Objetivo da tarefa => Quais linhas abaixo contêm a palavra "fork"? Encontre todas e copie cada uma delas.

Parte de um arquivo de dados
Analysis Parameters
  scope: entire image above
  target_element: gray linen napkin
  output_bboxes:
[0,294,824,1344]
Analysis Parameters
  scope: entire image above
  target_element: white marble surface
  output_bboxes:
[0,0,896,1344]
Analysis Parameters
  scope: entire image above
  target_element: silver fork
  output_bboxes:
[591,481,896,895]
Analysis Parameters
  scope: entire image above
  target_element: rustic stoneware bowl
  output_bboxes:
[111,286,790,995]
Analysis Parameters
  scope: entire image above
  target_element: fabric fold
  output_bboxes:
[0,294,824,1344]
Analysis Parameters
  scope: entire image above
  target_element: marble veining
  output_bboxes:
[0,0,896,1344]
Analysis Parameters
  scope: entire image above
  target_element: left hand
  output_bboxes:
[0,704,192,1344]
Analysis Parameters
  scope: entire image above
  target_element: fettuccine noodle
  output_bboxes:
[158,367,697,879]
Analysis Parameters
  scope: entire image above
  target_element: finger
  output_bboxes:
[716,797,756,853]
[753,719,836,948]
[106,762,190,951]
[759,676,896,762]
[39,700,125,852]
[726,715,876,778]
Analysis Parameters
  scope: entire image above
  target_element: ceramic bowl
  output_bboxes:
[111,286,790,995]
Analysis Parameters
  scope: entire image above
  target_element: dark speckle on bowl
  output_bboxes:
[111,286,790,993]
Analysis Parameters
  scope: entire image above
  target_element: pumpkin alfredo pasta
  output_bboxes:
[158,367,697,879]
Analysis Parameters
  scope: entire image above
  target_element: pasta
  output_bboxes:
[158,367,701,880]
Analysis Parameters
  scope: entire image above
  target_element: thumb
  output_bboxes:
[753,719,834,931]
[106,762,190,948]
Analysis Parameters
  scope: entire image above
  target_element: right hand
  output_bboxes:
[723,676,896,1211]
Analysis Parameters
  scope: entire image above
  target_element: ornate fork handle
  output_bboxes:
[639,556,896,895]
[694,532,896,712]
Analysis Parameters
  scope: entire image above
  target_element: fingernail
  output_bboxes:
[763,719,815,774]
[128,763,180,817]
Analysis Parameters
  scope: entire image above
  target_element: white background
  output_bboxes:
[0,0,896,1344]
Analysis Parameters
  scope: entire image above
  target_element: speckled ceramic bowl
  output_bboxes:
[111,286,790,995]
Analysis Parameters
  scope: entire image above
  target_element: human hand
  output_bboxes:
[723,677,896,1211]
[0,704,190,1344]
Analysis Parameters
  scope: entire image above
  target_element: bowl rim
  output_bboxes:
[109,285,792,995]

Resultado do exercício =>
  target_element: silver fork
  target_element: ornate fork handle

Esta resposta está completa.